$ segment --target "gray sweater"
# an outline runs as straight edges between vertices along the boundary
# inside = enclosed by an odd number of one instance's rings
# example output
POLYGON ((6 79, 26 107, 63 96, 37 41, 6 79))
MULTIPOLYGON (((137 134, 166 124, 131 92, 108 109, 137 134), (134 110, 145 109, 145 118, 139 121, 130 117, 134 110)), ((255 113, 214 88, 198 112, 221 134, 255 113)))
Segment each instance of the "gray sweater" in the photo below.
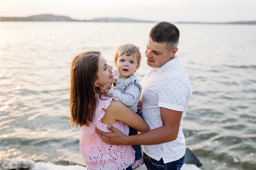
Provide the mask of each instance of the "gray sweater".
POLYGON ((106 87, 108 89, 111 88, 109 94, 121 101, 134 112, 137 112, 142 89, 138 78, 133 74, 127 79, 121 79, 118 77, 118 72, 116 71, 113 71, 113 76, 116 81, 110 85, 111 86, 106 87))

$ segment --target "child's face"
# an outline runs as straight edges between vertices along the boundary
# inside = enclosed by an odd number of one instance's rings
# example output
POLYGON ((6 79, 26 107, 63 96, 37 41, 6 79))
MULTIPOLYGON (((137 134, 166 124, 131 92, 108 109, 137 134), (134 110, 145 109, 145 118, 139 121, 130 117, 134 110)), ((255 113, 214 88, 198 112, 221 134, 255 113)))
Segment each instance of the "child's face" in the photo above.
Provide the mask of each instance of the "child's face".
POLYGON ((126 54, 118 58, 116 66, 119 78, 126 79, 134 73, 138 68, 137 59, 134 55, 128 56, 126 54))
POLYGON ((111 67, 107 64, 106 60, 101 55, 99 58, 99 68, 97 73, 98 79, 94 83, 97 87, 103 88, 106 85, 111 84, 115 81, 112 75, 111 67))

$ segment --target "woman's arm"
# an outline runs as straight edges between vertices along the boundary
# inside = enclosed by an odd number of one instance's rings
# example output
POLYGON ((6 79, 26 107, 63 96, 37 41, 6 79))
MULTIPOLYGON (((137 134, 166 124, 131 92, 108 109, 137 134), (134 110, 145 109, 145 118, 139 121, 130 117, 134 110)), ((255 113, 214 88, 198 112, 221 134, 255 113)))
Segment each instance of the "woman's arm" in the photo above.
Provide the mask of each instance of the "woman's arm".
POLYGON ((149 130, 149 127, 143 119, 121 102, 115 100, 107 109, 101 121, 105 124, 114 124, 121 121, 141 132, 149 130))

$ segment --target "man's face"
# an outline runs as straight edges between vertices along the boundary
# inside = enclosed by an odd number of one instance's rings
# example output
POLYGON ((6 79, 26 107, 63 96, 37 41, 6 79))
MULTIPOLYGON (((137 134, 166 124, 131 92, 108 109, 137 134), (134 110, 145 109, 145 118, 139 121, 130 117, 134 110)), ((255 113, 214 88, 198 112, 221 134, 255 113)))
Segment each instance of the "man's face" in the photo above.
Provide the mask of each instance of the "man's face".
POLYGON ((177 49, 176 48, 169 52, 165 48, 166 45, 165 42, 154 42, 150 37, 148 38, 145 52, 148 66, 160 67, 174 57, 177 49))

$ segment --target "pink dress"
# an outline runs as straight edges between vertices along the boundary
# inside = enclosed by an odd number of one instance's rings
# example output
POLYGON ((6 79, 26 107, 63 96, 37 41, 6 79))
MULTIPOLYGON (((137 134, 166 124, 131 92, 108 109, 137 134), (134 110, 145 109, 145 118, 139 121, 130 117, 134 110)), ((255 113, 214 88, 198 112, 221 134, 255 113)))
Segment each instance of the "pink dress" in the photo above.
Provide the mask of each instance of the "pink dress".
MULTIPOLYGON (((125 170, 133 162, 135 158, 135 151, 132 147, 107 144, 95 132, 98 129, 111 132, 107 128, 108 125, 101 122, 101 118, 105 114, 102 108, 108 108, 112 99, 116 99, 108 97, 102 98, 107 99, 99 98, 93 121, 89 126, 84 126, 80 128, 80 152, 88 170, 125 170)), ((129 127, 126 124, 117 121, 111 125, 124 135, 129 134, 129 127)))

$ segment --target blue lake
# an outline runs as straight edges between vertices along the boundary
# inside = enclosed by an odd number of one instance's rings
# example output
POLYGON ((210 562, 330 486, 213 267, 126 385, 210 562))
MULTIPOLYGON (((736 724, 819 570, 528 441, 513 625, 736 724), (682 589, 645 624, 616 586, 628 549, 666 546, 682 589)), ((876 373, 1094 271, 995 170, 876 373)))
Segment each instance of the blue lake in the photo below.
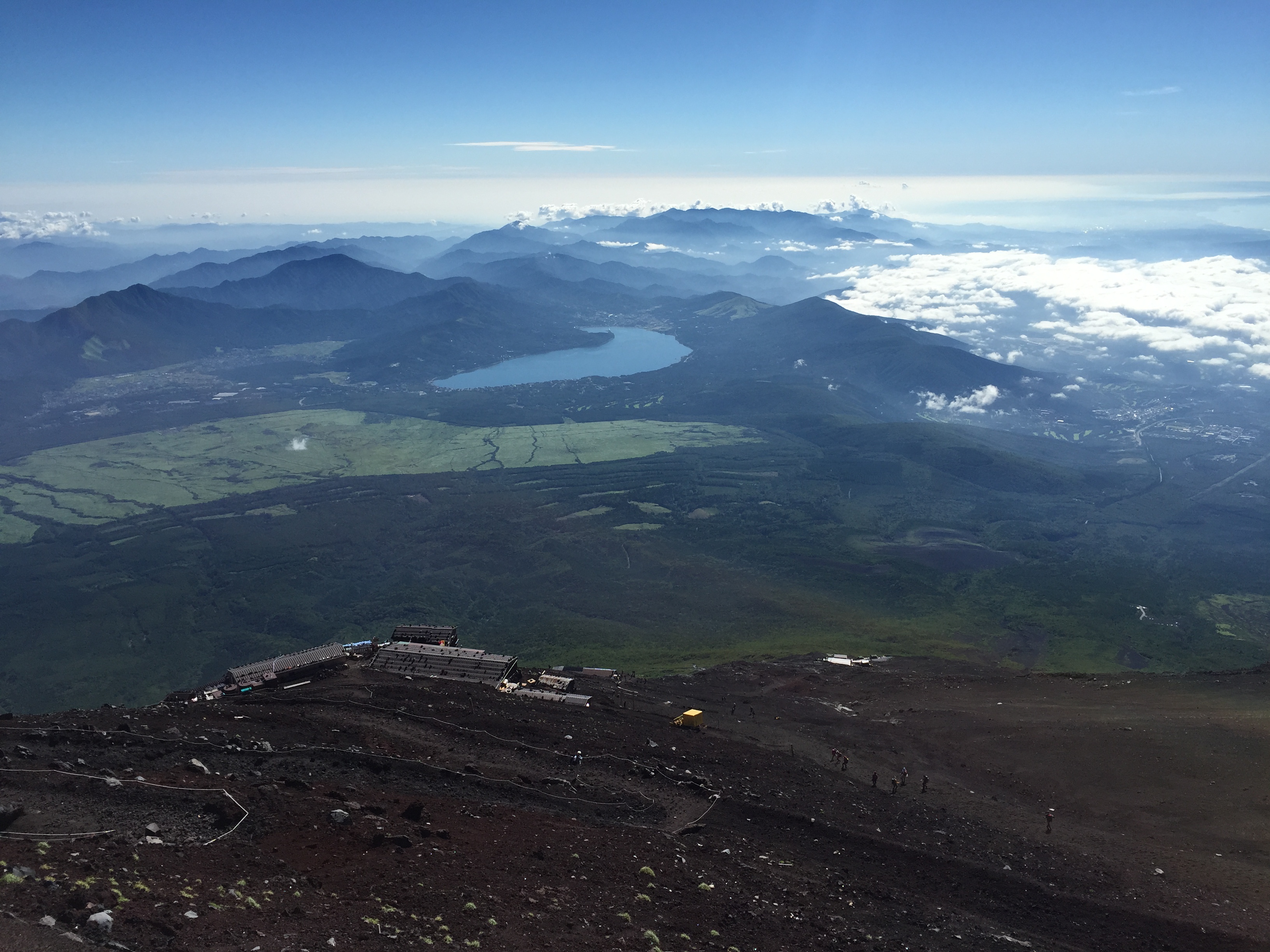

Short problem
Reproduce every line of the records above verbatim, from the first command through the last, leaving out the pictures.

Finished task
$ segment --target "gray sweater"
# an outline runs as straight edges between vertices along the boundary
# inside = enclosed by an odd number of one instance's rings
# example output
POLYGON ((6 79, 26 107, 63 96, 37 41, 6 79))
MULTIPOLYGON (((137 134, 166 124, 131 92, 108 109, 137 134), (134 110, 145 109, 145 118, 139 121, 130 117, 134 110)), ((255 113, 214 88, 198 112, 221 134, 255 113)))
Segment each instance of the "gray sweater" in the photo below.
Provide the mask of each instance of the "gray sweater".
POLYGON ((106 87, 108 89, 111 88, 109 94, 121 101, 134 112, 137 112, 142 89, 138 78, 133 74, 127 79, 121 79, 118 77, 118 72, 116 71, 113 71, 113 76, 116 81, 110 85, 111 86, 106 87))

$ segment --target "child's face"
# an outline runs as straight edges between vertices along the boundary
# inside = enclosed by an odd number of one instance's rings
# example output
POLYGON ((6 79, 26 107, 63 96, 37 41, 6 79))
MULTIPOLYGON (((137 134, 166 124, 131 92, 108 109, 137 134), (134 110, 145 109, 145 118, 139 121, 130 117, 134 110)), ((255 113, 214 88, 198 112, 221 134, 255 113)))
Segment each instance of the "child's face" in the photo above.
Provide the mask of each instance of the "child's face".
POLYGON ((126 54, 118 58, 116 66, 119 78, 126 79, 134 73, 138 68, 137 59, 134 55, 128 56, 126 54))
POLYGON ((111 67, 107 64, 106 60, 101 55, 99 58, 99 68, 97 73, 98 79, 94 83, 97 87, 103 88, 106 85, 111 84, 115 81, 112 75, 111 67))

$ segment --target "woman's arm"
# an outline runs as straight edges between vertices along the boundary
# inside = enclosed by an odd number of one instance's rings
# example output
POLYGON ((6 79, 26 107, 63 96, 37 41, 6 79))
MULTIPOLYGON (((137 134, 166 124, 131 92, 108 109, 137 134), (134 110, 145 109, 145 118, 139 121, 130 117, 134 110)), ((255 113, 214 88, 198 112, 221 134, 255 113)))
Segment each instance of the "woman's arm" in the photo above.
Provide the mask of each instance of the "woman's arm".
POLYGON ((149 130, 149 127, 143 119, 121 102, 115 100, 107 109, 101 121, 105 124, 114 124, 121 121, 141 132, 149 130))

$ segment --target "man's face"
# an outline runs as straight edges between vertices along the boundary
# inside = enclosed by an odd number of one instance's rings
# example output
POLYGON ((6 79, 26 107, 63 96, 37 41, 6 79))
MULTIPOLYGON (((137 134, 166 124, 131 92, 108 109, 137 134), (134 110, 145 109, 145 118, 139 121, 130 117, 134 110)), ((255 113, 214 88, 198 112, 221 134, 255 113)))
Segment each instance of the "man's face" in the photo above.
Provide the mask of each instance of the "man's face".
POLYGON ((177 49, 176 48, 169 52, 165 48, 166 45, 165 42, 154 42, 150 37, 148 38, 145 52, 148 66, 160 67, 174 57, 177 49))

$ segment --target "pink dress"
# an outline runs as straight edges between vertices along the boundary
# inside = enclosed by an odd number of one instance's rings
# example output
POLYGON ((6 79, 26 107, 63 96, 37 41, 6 79))
MULTIPOLYGON (((137 134, 166 124, 131 92, 108 109, 137 134), (134 110, 145 109, 145 118, 139 121, 130 117, 134 110)), ((255 113, 214 88, 198 112, 221 134, 255 113)))
Segment each instance of the "pink dress" in the photo above.
Provide the mask of each instance of the "pink dress".
MULTIPOLYGON (((125 170, 133 162, 135 158, 135 151, 132 147, 107 144, 95 132, 98 129, 111 132, 107 128, 108 125, 101 122, 101 118, 105 114, 102 108, 108 108, 112 99, 116 99, 108 97, 102 98, 107 99, 99 98, 93 121, 89 126, 84 126, 80 128, 80 152, 88 170, 125 170)), ((129 127, 126 124, 117 121, 111 125, 124 135, 129 134, 129 127)))

$ segment --target blue lake
# an outline runs as straight edges between vertices along the boundary
# inside = enclosed by an odd number of one instance's rings
# example output
POLYGON ((210 562, 330 486, 213 267, 126 385, 210 562))
MULTIPOLYGON (((736 724, 819 570, 528 441, 513 625, 736 724), (682 589, 645 624, 616 586, 628 549, 666 546, 682 589)), ((876 373, 1094 271, 995 170, 876 373)))
Segment each instance of the blue lake in the photo below.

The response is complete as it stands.